PROMPT:
The response should contain only those lines of the entries below that include the string "wall".

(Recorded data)
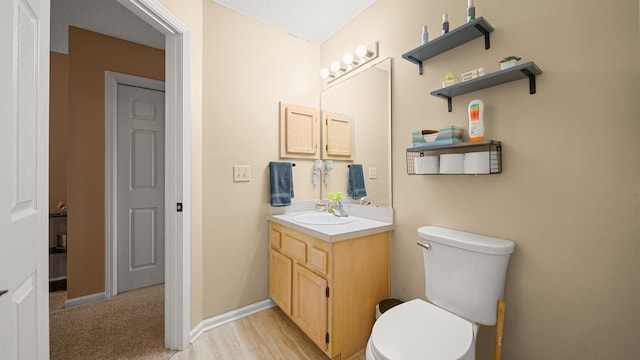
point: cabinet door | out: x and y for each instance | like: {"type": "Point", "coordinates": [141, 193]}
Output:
{"type": "Point", "coordinates": [280, 281]}
{"type": "Point", "coordinates": [337, 136]}
{"type": "Point", "coordinates": [310, 305]}
{"type": "Point", "coordinates": [299, 129]}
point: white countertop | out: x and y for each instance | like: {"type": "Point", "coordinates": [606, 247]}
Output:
{"type": "Point", "coordinates": [357, 228]}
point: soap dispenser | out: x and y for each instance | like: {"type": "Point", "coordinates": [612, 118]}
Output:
{"type": "Point", "coordinates": [331, 204]}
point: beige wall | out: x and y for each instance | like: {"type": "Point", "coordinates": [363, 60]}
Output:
{"type": "Point", "coordinates": [248, 68]}
{"type": "Point", "coordinates": [58, 120]}
{"type": "Point", "coordinates": [90, 55]}
{"type": "Point", "coordinates": [568, 195]}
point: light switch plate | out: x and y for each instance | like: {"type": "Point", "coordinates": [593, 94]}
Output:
{"type": "Point", "coordinates": [241, 173]}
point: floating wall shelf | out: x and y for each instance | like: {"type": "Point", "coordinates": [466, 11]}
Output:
{"type": "Point", "coordinates": [450, 40]}
{"type": "Point", "coordinates": [527, 70]}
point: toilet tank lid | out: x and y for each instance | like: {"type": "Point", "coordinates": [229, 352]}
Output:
{"type": "Point", "coordinates": [464, 240]}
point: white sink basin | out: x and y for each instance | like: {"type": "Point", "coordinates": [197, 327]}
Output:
{"type": "Point", "coordinates": [322, 219]}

SOLUTION TO THIS EXERCISE:
point: beige wall | out: x and y for each instance | like: {"type": "Point", "coordinates": [363, 60]}
point: floating wall shelf | out: x and y for each instance | like: {"type": "Point", "coordinates": [466, 11]}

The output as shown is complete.